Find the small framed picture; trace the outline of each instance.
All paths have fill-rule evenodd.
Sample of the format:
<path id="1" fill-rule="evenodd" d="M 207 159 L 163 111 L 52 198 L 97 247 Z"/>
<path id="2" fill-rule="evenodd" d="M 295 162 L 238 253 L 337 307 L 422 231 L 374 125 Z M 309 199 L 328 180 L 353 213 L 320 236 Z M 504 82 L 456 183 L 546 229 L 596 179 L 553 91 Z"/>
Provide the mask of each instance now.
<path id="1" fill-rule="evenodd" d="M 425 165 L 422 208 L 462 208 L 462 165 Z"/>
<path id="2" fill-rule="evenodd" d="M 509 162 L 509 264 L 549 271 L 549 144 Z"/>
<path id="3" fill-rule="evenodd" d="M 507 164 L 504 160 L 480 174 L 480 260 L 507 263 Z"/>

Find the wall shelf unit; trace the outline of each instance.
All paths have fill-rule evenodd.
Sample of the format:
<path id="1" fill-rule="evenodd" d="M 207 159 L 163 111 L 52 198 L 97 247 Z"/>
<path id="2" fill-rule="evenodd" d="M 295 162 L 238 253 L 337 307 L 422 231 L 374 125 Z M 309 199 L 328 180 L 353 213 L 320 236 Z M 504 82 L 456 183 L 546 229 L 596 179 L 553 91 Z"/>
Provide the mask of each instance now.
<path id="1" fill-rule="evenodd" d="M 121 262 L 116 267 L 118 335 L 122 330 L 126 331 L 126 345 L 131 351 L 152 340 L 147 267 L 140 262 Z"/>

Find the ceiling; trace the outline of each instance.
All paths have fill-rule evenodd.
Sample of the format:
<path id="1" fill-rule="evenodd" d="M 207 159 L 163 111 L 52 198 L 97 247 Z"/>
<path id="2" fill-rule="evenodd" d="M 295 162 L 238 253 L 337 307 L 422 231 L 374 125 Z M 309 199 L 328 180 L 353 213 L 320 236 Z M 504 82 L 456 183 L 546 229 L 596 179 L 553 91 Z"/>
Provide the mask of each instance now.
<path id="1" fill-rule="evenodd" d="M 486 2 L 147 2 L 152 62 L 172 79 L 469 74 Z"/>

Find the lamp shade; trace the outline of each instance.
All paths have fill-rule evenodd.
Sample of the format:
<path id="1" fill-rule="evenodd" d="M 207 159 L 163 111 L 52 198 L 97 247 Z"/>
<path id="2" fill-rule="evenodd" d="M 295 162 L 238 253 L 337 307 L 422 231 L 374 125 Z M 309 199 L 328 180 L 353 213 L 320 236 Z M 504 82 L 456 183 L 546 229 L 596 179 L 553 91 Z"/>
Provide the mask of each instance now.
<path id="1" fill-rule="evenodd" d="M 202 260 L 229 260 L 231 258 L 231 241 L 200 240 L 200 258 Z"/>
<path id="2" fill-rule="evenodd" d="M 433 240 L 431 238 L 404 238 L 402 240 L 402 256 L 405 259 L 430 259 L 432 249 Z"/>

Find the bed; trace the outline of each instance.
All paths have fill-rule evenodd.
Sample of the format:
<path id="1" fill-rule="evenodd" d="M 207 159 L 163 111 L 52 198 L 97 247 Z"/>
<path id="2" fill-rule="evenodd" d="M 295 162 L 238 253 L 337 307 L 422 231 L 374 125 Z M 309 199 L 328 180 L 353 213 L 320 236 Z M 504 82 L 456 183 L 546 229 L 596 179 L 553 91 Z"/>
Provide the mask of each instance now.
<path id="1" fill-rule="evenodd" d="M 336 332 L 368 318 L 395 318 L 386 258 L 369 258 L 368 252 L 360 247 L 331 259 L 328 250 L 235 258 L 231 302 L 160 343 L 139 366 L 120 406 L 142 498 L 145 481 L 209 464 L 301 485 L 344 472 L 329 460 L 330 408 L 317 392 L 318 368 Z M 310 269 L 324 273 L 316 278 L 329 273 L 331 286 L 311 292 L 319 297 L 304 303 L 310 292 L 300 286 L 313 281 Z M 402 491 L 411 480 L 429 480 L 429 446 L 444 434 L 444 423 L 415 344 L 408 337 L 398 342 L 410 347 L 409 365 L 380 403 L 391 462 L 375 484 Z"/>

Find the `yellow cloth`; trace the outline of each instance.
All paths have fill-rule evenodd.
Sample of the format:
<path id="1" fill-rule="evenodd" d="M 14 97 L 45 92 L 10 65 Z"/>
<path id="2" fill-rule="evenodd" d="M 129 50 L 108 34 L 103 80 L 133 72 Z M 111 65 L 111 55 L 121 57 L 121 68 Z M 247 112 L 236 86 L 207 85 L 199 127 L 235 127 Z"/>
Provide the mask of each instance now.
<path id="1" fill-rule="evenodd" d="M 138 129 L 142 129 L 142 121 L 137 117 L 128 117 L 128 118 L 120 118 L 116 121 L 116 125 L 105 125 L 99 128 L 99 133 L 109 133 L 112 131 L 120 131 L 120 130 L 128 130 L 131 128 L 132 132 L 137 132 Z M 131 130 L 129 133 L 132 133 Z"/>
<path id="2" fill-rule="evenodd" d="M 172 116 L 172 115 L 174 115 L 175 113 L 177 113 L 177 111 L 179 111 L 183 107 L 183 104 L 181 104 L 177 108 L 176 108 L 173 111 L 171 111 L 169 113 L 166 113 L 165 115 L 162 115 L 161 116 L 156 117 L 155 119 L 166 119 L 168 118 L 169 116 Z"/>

Given instruction => Recast the listing as a numbered list, starting with its first line and going on through the line containing "509 162 L 509", and leave out any blank lines.

Complete response =>
1. Find the small framed picture; trace the outline of each instance.
2. All paths have fill-rule evenodd.
3. Sample of the format:
4. <path id="1" fill-rule="evenodd" d="M 207 159 L 163 111 L 52 198 L 97 247 Z"/>
5. <path id="2" fill-rule="evenodd" d="M 295 162 L 238 253 L 337 307 L 422 231 L 374 125 Z M 309 199 L 328 180 L 353 213 L 320 236 Z M 504 82 L 456 183 L 546 229 L 596 179 L 553 91 Z"/>
6. Provide the mask of each instance now.
7. <path id="1" fill-rule="evenodd" d="M 425 165 L 422 208 L 462 208 L 462 165 Z"/>
8. <path id="2" fill-rule="evenodd" d="M 509 162 L 509 264 L 549 271 L 549 144 Z"/>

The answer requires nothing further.